▶ **Work to complete**:
1 > Output the passage of the Peru travel piece that begins at the words "The Andes are" and stops after "couple of days.".
2 > Render this sentence from the Peru travel piece in Spanish: "The Andes are the great glory of Peru, which is why most visitors head straight for Cuzco, a city so high up that hotels keep oxygen on tap."
3 > Write the next part of the Peru travel piece, picking up after its last sentence.

▶ **Document section**:
━━━━━━━━━━━━━━━━

The Incas may have vanished from Machu Picchu half a millenium ago, but their descendants are everywhere in the Peruvian Andes.
They carry babies on their backs in blankets, perch at market stalls in tall, tribal hats and occaionally engage in slightly disturbing activities like cooking guinea pigs over open coals. “Mestizos” they may be called, indicating intermarriage with their Spanish conquerors, but today’s Andeans look pretty indigenous and are proud of their rich and undiluted culture.
The Andes are the great glory of Peru, which is why most visitors head straight for Cuzco, a city so high up that hotels keep oxygen on tap. On good advice I repaired immediately to the beautiful Sacred Valley which lies between Cuzco and Peru’s major attraction, the lost Inca city of Machu Picchu, to acclimatise at slightly lower altitude – 8,000 feet vs. Cuzco’s 11,200 – for a couple of days.
There is so much to see in the Sacred Valley that many tourists miss by taking the train for four bone-rattling hours direct from Cuzco to Machu Picchu. It would be a shame to miss the impressive Inca sites at Chinchero and Pisac, both more famous for their Sunday markets, and the amazing concentric crop circles, thousands of years old, at Moray. There are also dazzling salt pans laid out like a white and silver patchwork, ladies in hats grilling guinea pigs in the streets of Lamay and a church up the hill which specialises in blessing new cars, garlanded with flowers, and their purchasers every weekend.

━━━━━━━━━━━━━━━━

[Annotated photo localization data]

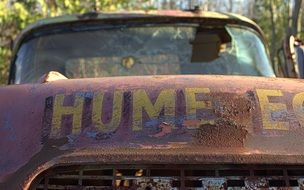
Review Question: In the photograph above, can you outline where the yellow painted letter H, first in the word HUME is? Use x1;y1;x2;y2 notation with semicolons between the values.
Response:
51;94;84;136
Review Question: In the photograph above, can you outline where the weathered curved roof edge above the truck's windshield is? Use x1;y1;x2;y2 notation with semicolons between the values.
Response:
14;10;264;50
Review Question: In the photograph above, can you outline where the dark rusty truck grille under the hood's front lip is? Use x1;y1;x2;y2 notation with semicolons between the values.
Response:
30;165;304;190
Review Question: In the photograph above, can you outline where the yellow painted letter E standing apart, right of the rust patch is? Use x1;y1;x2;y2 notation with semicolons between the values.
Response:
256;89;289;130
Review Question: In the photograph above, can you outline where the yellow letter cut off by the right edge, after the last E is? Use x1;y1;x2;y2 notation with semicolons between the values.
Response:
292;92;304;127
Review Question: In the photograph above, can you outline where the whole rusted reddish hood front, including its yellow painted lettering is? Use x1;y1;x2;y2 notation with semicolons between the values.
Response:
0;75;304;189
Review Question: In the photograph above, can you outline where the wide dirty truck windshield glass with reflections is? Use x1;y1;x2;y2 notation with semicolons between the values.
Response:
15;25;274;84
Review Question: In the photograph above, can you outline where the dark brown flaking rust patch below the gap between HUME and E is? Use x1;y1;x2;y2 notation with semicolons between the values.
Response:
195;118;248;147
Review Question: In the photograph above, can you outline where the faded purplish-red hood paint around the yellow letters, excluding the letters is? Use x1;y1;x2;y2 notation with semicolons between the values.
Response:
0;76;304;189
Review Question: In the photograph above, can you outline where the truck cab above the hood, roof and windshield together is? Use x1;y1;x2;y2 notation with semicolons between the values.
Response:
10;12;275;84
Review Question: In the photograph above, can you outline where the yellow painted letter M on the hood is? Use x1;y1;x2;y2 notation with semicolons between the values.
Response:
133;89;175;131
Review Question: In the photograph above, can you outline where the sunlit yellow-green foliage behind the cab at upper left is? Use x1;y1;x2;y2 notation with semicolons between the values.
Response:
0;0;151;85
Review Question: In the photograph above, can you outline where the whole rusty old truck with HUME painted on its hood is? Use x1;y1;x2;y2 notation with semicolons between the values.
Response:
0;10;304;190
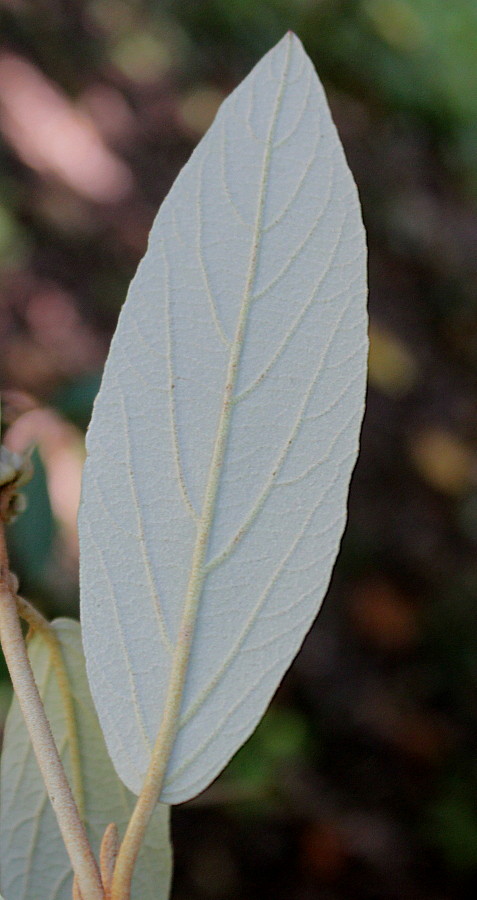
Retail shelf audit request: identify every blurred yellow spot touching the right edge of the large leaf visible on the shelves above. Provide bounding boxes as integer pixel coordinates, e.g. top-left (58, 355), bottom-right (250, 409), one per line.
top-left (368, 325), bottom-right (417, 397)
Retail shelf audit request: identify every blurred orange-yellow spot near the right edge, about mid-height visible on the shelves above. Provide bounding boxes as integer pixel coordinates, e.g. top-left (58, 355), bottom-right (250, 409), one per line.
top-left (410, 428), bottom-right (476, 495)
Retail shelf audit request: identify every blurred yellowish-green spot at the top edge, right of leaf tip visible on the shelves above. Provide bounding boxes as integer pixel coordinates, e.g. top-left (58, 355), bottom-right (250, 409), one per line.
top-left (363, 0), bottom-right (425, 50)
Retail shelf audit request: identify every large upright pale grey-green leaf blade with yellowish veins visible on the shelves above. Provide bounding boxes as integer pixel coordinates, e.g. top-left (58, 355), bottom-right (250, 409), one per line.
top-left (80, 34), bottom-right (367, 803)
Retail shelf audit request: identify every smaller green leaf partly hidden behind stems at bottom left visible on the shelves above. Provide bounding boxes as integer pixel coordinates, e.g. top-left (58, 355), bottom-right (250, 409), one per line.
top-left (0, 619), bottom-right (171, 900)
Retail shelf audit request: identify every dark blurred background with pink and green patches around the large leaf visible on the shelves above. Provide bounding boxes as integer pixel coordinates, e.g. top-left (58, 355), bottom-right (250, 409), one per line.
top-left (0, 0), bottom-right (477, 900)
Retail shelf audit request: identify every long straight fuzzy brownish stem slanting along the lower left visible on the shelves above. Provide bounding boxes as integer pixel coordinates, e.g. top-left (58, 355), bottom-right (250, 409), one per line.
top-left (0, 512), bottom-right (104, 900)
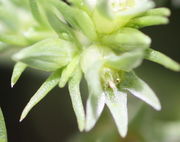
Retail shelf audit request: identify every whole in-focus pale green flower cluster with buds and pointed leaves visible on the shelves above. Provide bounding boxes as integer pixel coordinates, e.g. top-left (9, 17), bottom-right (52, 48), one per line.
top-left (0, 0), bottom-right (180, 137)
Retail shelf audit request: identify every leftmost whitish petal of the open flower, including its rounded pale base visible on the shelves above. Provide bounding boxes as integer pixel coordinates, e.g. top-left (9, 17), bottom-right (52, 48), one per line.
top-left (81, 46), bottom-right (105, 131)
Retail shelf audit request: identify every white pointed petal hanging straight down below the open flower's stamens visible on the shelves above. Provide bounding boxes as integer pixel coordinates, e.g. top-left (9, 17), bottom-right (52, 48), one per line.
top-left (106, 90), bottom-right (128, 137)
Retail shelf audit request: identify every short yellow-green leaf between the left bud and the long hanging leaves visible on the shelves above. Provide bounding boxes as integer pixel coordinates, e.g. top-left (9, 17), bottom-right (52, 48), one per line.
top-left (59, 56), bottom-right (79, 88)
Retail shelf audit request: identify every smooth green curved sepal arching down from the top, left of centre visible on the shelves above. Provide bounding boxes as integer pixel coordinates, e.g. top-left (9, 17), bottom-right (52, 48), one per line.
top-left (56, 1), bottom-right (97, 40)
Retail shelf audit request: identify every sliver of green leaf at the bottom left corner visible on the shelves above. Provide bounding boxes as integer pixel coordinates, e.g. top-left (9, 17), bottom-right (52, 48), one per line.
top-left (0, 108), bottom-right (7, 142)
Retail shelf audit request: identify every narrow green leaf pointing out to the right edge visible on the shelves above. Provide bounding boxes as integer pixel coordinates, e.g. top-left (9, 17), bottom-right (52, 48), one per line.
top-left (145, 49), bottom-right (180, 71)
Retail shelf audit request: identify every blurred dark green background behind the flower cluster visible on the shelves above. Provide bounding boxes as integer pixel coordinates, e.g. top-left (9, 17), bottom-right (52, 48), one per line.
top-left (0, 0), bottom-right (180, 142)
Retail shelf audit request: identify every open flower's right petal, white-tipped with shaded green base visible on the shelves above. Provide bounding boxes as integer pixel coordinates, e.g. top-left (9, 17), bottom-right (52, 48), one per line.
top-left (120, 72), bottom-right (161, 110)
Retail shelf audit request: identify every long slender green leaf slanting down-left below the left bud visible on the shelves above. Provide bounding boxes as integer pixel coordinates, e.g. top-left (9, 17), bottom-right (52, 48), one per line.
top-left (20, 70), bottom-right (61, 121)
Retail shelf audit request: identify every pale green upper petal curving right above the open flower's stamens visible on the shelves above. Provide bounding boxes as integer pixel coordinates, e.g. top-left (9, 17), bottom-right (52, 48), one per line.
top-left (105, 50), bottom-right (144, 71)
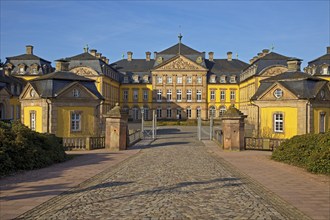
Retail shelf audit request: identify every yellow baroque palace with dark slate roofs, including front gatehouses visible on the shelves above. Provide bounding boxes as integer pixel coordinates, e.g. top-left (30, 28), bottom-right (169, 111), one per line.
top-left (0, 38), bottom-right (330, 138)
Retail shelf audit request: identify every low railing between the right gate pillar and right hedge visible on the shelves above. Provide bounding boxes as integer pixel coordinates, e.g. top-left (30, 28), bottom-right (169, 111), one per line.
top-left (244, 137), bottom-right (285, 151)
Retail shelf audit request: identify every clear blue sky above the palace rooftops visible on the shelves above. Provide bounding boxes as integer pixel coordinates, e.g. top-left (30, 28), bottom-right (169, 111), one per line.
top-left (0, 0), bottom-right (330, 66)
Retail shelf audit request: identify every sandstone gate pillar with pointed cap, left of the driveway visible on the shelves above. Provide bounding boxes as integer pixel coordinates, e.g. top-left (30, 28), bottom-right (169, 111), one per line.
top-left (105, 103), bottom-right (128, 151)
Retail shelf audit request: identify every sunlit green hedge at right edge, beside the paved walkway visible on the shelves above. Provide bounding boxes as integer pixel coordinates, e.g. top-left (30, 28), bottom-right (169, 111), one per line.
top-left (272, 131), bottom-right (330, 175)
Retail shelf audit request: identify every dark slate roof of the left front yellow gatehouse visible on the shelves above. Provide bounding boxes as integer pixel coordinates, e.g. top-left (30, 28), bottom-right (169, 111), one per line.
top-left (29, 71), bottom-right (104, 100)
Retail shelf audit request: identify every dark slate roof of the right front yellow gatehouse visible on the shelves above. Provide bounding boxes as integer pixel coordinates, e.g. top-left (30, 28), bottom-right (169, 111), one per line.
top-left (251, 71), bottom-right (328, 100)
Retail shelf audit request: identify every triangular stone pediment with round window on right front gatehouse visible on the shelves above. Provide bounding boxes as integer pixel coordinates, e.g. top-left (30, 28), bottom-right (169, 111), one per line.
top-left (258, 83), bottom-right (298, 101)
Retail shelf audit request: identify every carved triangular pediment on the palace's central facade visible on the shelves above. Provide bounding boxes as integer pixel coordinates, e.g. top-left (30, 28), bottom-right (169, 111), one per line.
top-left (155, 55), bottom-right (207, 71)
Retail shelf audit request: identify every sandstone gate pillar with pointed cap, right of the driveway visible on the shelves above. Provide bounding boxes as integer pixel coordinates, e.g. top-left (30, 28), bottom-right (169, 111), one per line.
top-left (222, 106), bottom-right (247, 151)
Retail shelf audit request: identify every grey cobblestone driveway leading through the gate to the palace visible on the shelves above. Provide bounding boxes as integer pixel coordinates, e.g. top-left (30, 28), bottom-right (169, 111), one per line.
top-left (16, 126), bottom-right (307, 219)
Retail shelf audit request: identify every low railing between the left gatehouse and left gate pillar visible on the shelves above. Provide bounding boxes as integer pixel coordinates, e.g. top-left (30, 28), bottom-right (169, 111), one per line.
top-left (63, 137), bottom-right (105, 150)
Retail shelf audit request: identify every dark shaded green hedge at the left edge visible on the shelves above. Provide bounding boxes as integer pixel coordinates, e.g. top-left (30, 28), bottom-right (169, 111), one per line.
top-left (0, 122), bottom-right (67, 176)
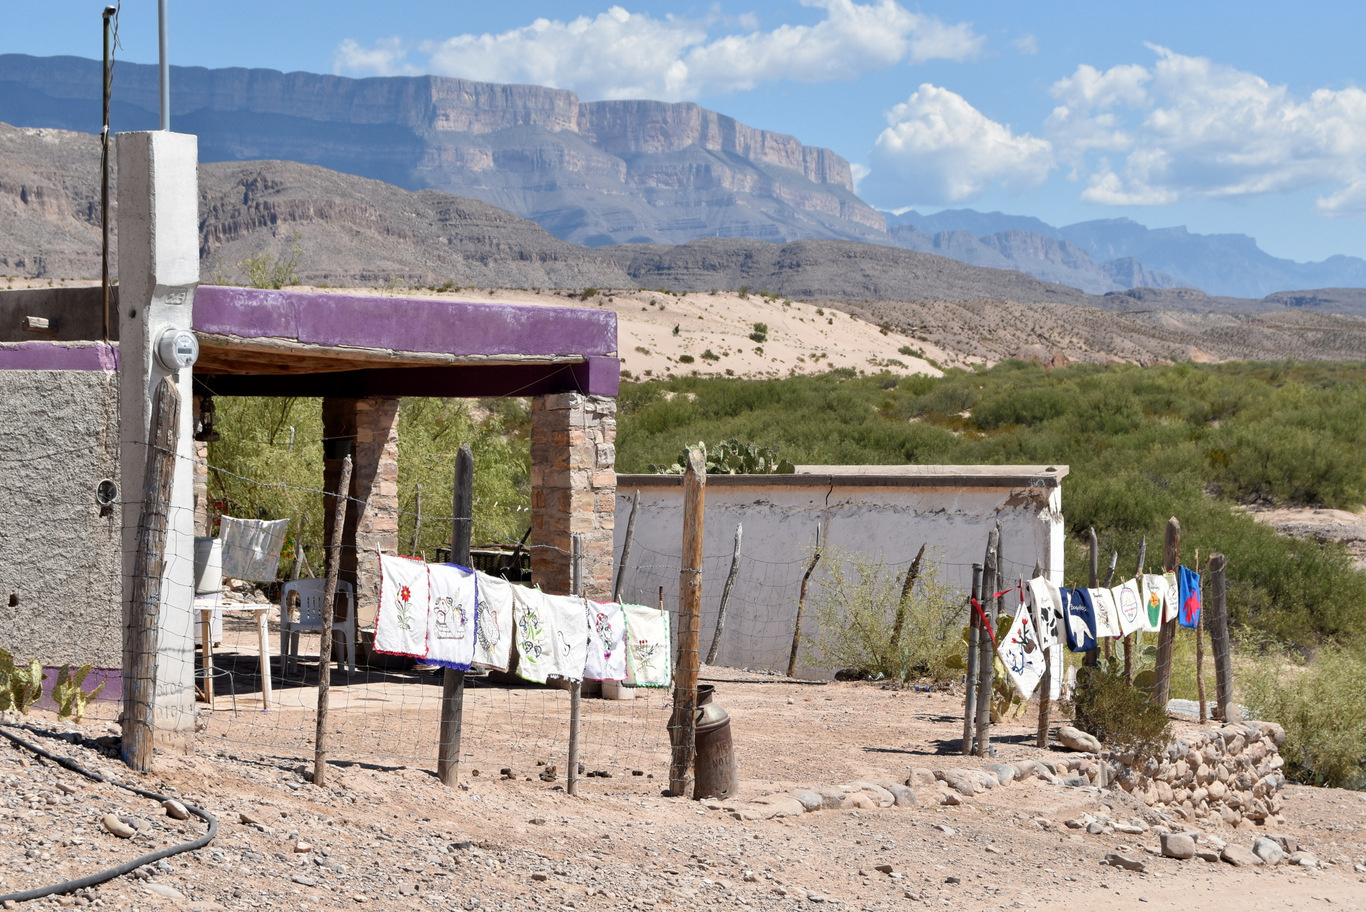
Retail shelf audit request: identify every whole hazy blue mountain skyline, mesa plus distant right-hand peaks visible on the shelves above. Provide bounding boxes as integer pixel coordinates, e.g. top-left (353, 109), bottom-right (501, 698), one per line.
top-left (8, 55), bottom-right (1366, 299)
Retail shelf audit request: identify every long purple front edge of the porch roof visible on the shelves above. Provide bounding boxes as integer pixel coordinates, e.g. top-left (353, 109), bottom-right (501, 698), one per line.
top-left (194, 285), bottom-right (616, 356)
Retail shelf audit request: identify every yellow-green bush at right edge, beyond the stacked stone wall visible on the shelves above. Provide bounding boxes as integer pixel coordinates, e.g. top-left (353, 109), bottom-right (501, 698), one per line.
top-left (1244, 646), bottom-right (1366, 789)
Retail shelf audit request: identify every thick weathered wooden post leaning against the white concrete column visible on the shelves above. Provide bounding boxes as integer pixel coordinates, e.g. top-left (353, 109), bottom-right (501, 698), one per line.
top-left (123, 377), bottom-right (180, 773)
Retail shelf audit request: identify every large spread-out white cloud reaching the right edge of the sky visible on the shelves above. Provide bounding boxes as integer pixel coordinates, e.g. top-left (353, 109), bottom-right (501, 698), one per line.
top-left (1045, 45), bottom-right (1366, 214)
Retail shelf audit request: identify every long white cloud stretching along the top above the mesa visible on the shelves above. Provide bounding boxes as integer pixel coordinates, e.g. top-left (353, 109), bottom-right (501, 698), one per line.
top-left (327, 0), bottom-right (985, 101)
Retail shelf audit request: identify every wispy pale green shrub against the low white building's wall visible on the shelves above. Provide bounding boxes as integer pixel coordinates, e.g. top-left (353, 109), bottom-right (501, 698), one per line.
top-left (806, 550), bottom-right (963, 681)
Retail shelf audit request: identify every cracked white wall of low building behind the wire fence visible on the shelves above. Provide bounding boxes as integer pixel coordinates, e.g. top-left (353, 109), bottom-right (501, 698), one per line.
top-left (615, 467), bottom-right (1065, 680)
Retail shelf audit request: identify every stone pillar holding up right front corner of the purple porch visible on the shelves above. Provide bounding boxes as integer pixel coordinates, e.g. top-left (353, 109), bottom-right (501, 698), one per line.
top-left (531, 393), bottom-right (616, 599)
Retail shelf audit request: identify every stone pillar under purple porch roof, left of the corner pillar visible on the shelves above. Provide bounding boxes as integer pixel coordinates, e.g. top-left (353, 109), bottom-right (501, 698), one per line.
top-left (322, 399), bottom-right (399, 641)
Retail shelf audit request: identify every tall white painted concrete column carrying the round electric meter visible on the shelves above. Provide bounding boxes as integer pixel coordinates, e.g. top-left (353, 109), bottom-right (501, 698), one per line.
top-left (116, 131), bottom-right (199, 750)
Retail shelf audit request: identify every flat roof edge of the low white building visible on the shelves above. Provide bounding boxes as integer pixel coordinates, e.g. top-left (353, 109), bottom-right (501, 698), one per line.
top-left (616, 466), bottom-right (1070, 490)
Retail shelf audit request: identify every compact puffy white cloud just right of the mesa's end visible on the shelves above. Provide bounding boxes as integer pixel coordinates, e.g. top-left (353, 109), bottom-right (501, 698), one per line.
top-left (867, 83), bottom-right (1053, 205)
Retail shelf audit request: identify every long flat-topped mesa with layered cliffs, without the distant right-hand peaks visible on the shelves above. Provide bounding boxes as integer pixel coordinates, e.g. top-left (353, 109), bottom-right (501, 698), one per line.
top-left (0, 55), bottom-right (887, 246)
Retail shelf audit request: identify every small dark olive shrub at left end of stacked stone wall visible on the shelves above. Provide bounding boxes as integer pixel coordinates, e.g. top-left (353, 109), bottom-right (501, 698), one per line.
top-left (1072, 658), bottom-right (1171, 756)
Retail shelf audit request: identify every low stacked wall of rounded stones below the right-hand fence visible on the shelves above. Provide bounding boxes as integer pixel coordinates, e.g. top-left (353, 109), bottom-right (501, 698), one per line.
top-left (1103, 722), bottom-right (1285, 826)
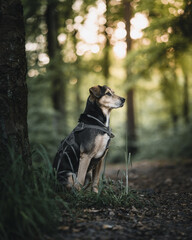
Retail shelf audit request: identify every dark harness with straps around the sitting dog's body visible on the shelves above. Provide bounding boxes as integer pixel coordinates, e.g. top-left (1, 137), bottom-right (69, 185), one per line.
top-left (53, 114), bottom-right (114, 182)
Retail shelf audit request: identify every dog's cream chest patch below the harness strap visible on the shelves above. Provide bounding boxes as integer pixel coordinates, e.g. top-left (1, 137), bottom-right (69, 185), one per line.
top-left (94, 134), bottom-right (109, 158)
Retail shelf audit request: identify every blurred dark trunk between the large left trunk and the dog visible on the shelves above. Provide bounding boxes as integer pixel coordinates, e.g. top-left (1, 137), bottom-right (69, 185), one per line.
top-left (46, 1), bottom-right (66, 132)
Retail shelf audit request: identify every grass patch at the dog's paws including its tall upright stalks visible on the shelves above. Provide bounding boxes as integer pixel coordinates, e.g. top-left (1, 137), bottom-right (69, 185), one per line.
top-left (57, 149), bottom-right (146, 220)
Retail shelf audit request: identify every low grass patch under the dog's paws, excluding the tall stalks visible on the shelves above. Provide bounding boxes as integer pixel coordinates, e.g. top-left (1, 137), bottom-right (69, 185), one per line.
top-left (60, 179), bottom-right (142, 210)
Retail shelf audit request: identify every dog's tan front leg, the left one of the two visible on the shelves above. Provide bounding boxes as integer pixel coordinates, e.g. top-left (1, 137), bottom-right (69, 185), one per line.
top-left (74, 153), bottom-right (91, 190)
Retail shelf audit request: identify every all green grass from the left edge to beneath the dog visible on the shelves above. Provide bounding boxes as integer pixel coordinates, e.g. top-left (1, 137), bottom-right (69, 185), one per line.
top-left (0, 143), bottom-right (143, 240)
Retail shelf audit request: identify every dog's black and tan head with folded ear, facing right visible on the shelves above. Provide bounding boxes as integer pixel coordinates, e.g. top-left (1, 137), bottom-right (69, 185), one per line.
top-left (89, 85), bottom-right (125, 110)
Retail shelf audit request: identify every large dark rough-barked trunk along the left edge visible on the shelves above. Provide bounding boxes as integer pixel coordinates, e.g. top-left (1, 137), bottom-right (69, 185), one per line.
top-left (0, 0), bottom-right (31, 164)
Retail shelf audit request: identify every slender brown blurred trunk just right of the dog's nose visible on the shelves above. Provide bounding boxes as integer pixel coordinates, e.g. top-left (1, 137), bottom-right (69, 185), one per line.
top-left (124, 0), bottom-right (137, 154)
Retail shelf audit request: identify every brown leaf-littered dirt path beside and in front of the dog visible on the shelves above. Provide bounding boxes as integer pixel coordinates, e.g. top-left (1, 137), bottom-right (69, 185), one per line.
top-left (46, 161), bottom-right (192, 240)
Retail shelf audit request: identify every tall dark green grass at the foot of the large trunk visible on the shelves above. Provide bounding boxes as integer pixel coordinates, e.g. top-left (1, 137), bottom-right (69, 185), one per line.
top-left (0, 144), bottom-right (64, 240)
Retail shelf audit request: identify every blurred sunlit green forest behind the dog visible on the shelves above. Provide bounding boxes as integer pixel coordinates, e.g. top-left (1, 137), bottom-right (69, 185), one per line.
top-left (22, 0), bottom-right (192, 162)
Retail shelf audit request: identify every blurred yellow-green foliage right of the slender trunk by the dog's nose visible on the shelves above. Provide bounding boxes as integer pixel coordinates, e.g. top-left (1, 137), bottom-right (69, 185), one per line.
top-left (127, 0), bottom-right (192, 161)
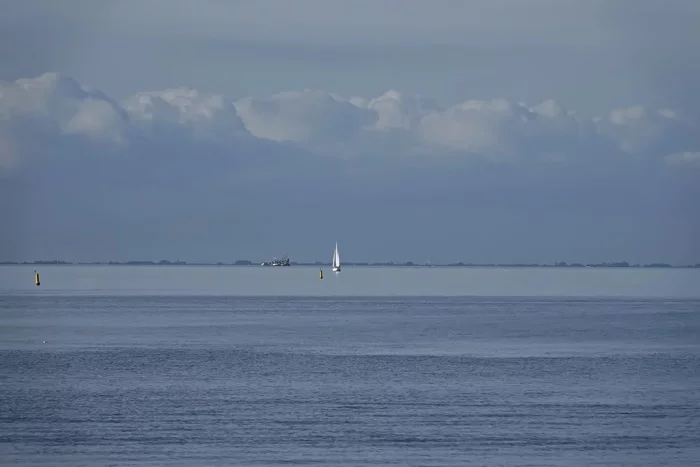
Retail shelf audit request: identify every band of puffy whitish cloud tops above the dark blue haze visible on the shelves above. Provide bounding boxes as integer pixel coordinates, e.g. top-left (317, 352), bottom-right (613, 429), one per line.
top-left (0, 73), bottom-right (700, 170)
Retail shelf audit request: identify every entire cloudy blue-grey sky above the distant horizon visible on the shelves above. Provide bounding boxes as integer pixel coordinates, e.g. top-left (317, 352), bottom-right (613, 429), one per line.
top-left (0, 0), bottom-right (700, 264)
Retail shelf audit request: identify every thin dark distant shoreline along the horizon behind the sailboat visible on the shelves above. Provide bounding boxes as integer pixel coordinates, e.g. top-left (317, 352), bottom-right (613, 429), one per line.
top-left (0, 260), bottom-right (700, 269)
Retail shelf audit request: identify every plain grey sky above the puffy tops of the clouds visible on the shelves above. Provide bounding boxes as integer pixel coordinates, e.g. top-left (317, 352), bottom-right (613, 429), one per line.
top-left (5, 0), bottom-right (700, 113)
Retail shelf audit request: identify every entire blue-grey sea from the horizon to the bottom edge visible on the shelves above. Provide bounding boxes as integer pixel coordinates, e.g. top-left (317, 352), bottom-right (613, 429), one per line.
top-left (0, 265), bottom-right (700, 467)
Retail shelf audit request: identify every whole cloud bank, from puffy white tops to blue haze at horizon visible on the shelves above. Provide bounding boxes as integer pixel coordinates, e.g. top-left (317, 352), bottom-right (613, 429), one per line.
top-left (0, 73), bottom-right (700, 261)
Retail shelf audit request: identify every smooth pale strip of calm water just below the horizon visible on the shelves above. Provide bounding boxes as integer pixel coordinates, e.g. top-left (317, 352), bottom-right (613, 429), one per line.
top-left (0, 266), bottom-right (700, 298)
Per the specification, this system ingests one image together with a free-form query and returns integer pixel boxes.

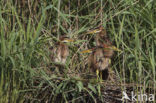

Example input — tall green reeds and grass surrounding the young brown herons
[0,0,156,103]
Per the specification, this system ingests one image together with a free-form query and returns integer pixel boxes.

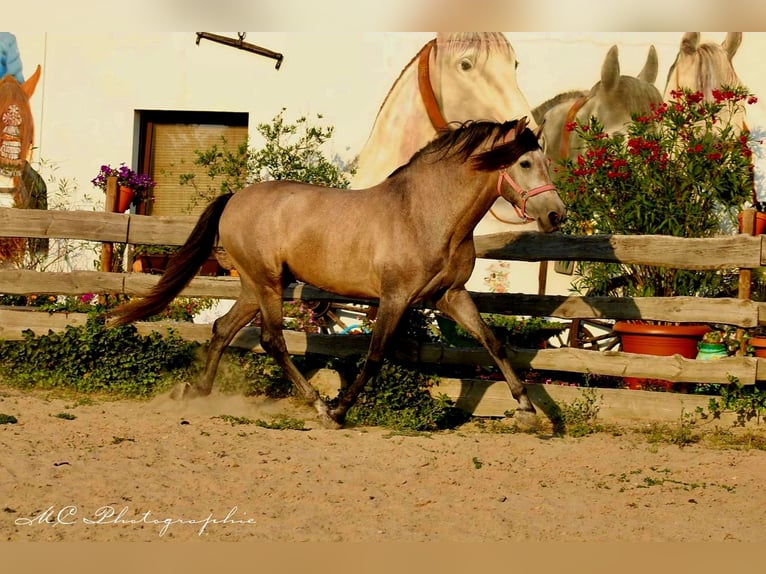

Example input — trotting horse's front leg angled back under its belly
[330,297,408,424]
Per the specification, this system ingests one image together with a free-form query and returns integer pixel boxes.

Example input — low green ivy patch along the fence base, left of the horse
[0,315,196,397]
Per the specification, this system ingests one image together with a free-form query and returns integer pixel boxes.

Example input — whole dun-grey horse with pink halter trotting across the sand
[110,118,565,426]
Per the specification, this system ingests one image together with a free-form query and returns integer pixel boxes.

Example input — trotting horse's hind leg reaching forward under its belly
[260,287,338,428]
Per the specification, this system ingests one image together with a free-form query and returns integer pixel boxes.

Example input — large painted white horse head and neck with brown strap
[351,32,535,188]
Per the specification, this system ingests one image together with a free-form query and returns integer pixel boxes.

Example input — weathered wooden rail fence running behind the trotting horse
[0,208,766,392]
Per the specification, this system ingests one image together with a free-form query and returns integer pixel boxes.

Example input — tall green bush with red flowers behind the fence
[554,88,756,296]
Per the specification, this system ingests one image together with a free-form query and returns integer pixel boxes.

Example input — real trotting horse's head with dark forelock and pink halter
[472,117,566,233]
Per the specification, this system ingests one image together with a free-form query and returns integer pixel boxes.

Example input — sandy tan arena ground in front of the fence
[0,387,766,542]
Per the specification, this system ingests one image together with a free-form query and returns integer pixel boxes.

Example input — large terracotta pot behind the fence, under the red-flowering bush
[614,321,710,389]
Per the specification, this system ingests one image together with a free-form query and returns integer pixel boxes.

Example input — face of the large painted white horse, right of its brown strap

━━━━━━━━━━━━━━━━

▶ **Outputs by task**:
1 >
The Andes are the great glory of Peru, which is why most visitors head straight for Cuzco, a city so high up that hotels keep oxygen on tap. On good advice I repaired immediately to the beautiful Sacred Valley which lies between Cuzco and Peru’s major attraction, the lost Inca city of Machu Picchu, to acclimatise at slightly lower altitude – 8,000 feet vs. Cuzco’s 11,200 – for a couple of days.

2 > Los Andes son la gran gloria del Perú, y por eso la mayoría de los visitantes se dirige directamente a Cuzco, una ciudad tan alta que los hoteles tienen oxígeno siempre disponible.

3 >
Best, the Sacred Valley has some very special places to stay. The casitas of Sol y Luna, set in beautiful gardens, recall a Mexican colonial hotel with their terracotta floors, heavy dark furniture, colourful textiles and whimsical carved figures. With two laid-back restaurants and a spa, it’s a peaceful base from which to adjust to the mountains and enjoy the surrounding villages.
Sol y Luna is just 20 minutes from the charming, buzzy town of Ollantaytambo from where the little trains of Inca Rail travel to Machu Picchu in just 90 minutes. It’s a beautiful ride, especially if you bags a seat on the left side, which follows the Urubamba River all the way to Aguas Calientes, base town for the ruins.
The best place to stay here is Inkaterra, an atmospheric nature lodge set amidst orchids and hummingbirds in the rainforest – and a stopover is paramount in order to get into the park at dawn next morning before hordes of daytripppers descend.
The ruins may be mediaeval rather than prehistoric, but the astonishing astronomical alignments of Machu Picchu’s stones, laid out on towering cliffs in the cloud forest amidst grassy plazas, cannot fail to impress; you need at least three hours of slow wandering, preferably with a private guide, to take it all in.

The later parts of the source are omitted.